→ TASKS AND EXERCISES:
[A] In the statwiki page on Gradient Episodic Memory below, give the part that opens with the words containing "Presented by" and closes with "the training set." again, renaming "Presented by" as "Written by".
[B] Arrange the lines of the listing below, from the line containing "Find the window" through the end of the listing, as a Markdown table with the columns Row and Line text, leaving out blank lines.

→ DOCUMENT PASSAGE:
Gradient Episodic Memory for Continual Learning

From statwiki
Revision as of 01:32, 20 November 2018 by Atsenhen (talk | contribs)
Jump to navigation Jump to search

Presented by

  • Yu Xuan Lee
  • Tsen Yee Heng

Background and Introduction

Supervised learning consist of a training set [math]\displaystyle{ D_{tx}=(x_i,y_i)^n_{i=1} }[/math], where [math]\displaystyle{ x_i \in \mathcal{X} }[/math] and [math]\displaystyle{ y_i \in \mathcal{Y} }[/math]. Empirical Risk Minimization (ERM) is one of the common supervised learning method used to minimize a loss function by having multiple passes over the training set.


[math]\displaystyle{ \frac{1}{|D_{tr}|}\textstyle \sum_{(x_i,y_i) \in D_{tr}} \ell (f(x_i),y_i) }[/math]


where [math]\displaystyle{ \ell :\mathcal {Y} \times \mathcal {Y} \to [0, \infty) }[/math]

Different to machine learning, datas are being observed sequentially, occurred recurrently, and stored limitedly for learning humans. Thus, the iid assumption is not applicable to ERM. One of the characteristics of ERM is "catastrophic forgetting", which is the problem of recalling past knowledge upon acquiring new ones. To overcome this problem, Gradient Episodic Memory (GEM) is introduced to alleviates forgetting on previous acquired knowledge, while solving new problems more efficiently.

→ DATA LISTING:

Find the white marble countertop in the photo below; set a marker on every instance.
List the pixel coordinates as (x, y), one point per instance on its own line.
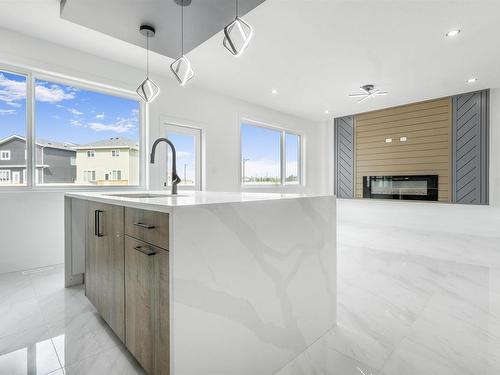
(163, 201)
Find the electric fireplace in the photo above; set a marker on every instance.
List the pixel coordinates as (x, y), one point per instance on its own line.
(423, 187)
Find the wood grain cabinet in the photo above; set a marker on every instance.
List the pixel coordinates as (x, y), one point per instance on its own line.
(105, 263)
(147, 305)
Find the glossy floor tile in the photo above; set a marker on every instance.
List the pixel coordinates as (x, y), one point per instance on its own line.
(401, 311)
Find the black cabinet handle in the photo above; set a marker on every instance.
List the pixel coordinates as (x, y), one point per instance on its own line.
(97, 223)
(144, 226)
(145, 250)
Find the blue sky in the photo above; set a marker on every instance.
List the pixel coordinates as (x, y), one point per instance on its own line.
(66, 114)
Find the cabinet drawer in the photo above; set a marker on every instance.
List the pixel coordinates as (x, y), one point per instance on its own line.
(148, 226)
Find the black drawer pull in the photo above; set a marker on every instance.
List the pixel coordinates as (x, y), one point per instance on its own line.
(145, 226)
(145, 250)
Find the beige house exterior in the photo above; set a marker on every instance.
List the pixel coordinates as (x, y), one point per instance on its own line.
(113, 161)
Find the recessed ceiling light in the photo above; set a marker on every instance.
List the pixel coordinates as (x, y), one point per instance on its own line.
(453, 32)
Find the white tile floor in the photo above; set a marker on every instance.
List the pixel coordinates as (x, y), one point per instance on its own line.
(401, 312)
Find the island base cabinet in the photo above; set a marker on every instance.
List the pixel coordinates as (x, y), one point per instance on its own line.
(104, 263)
(147, 305)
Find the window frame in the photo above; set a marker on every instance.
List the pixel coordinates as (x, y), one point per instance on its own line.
(283, 131)
(33, 74)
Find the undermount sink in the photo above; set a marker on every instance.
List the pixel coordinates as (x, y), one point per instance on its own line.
(144, 195)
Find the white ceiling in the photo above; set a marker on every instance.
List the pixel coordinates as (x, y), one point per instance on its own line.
(316, 52)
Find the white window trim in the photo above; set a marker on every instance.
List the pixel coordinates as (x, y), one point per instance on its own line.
(301, 164)
(32, 74)
(7, 152)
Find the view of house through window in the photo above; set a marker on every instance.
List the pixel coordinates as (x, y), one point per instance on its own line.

→ TASK RESPONSES:
[A]
Written by

  • Yu Xuan Lee
  • Tsen Yee Heng

Background and Introduction

Supervised learning consist of a training set [math]\displaystyle{ D_{tx}=(x_i,y_i)^n_{i=1} }[/math], where [math]\displaystyle{ x_i \in \mathcal{X} }[/math] and [math]\displaystyle{ y_i \in \mathcal{Y} }[/math]. Empirical Risk Minimization (ERM) is one of the common supervised learning method used to minimize a loss function by having multiple passes over the training set.

[B]
| Row | Line text |
|---|---|
| 1 | Find the window frame in the photo above; set a marker on every instance. |
| 2 | List the pixel coordinates as (x, y), one point per instance on its own line. |
| 3 | (283, 131) |
| 4 | (33, 74) |
| 5 | Find the undermount sink in the photo above; set a marker on every instance. |
| 6 | List the pixel coordinates as (x, y), one point per instance on its own line. |
| 7 | (144, 195) |
| 8 | Find the white ceiling in the photo above; set a marker on every instance. |
| 9 | List the pixel coordinates as (x, y), one point per instance on its own line. |
| 10 | (316, 52) |
| 11 | Find the white window trim in the photo above; set a marker on every instance. |
| 12 | List the pixel coordinates as (x, y), one point per instance on its own line. |
| 13 | (301, 164) |
| 14 | (32, 74) |
| 15 | (7, 152) |
| 16 | Find the view of house through window in the photo above; set a marker on every instance. |
| 17 | List the pixel coordinates as (x, y), one point per instance on its own line. |